## [Assigned task]
There are pictures in the records below; leave them out and set down exactly the lines from the one holding "negative clicks: (90, 279) (81, 272)" through the one holding "box: [134, 0, 178, 39]".

## [Working data]
┌────────

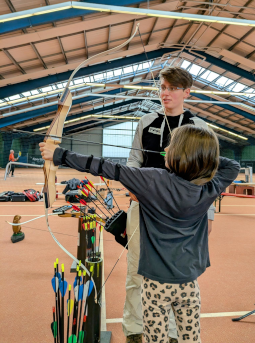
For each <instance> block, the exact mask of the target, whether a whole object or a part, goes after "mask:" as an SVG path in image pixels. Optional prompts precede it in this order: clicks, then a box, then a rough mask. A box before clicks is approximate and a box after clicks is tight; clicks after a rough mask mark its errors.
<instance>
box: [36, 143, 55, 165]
mask: <svg viewBox="0 0 255 343" xmlns="http://www.w3.org/2000/svg"><path fill="white" fill-rule="evenodd" d="M39 147H40V149H39V150H40V151H41V155H42V158H43V159H44V160H49V161H53V155H54V151H55V150H56V148H59V146H58V145H54V144H50V143H44V142H42V143H39Z"/></svg>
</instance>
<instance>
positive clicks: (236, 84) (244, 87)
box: [232, 82, 245, 92]
mask: <svg viewBox="0 0 255 343" xmlns="http://www.w3.org/2000/svg"><path fill="white" fill-rule="evenodd" d="M244 88H245V85H243V84H241V83H239V82H238V83H237V84H236V85H235V87H234V88H233V89H232V92H241V91H242V90H243V89H244Z"/></svg>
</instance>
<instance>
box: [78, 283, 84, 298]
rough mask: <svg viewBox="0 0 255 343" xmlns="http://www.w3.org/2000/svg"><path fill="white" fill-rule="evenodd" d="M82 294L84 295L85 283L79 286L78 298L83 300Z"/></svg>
mask: <svg viewBox="0 0 255 343" xmlns="http://www.w3.org/2000/svg"><path fill="white" fill-rule="evenodd" d="M82 295H83V285H80V287H79V295H78V300H82Z"/></svg>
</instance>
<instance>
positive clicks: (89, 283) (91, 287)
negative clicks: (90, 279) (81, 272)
mask: <svg viewBox="0 0 255 343" xmlns="http://www.w3.org/2000/svg"><path fill="white" fill-rule="evenodd" d="M93 287H94V285H93V282H92V281H91V280H90V283H89V291H88V296H90V294H91V292H92V290H93Z"/></svg>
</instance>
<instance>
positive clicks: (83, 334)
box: [79, 331, 84, 343]
mask: <svg viewBox="0 0 255 343" xmlns="http://www.w3.org/2000/svg"><path fill="white" fill-rule="evenodd" d="M83 340H84V331H80V332H79V342H80V343H83Z"/></svg>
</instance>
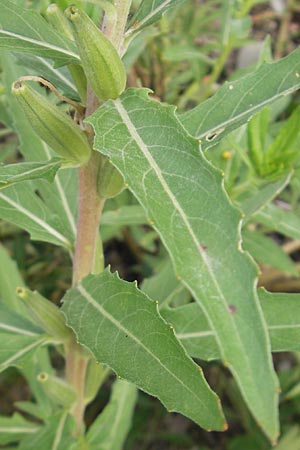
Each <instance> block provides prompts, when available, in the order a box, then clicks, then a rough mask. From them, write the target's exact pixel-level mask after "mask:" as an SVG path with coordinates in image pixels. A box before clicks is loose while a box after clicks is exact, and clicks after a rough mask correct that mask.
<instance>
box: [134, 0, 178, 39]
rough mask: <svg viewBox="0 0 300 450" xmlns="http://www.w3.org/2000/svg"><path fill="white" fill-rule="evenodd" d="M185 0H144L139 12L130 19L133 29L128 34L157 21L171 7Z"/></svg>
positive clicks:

└────────

## [Task solution]
negative clicks: (90, 279) (81, 272)
mask: <svg viewBox="0 0 255 343" xmlns="http://www.w3.org/2000/svg"><path fill="white" fill-rule="evenodd" d="M93 287H94V285H93V282H92V281H91V280H90V283H89V291H88V296H90V294H91V292H92V290H93Z"/></svg>
</instance>
<instance>
positive clicks: (83, 334)
box: [79, 331, 84, 343]
mask: <svg viewBox="0 0 255 343" xmlns="http://www.w3.org/2000/svg"><path fill="white" fill-rule="evenodd" d="M83 340H84V331H80V332H79V342H80V343H83Z"/></svg>
</instance>
Each <instance> block provides prompts, when available, in the order a box, then clicks, then a rough mask. From them, write the target's exact pixel-level mask after "mask:" as an SVG path with coordinates in image pixels. A box before clicks is loose while a box after clicks is exact, and clicks after a rough mask correct that mask.
<instance>
box: [134, 0, 178, 39]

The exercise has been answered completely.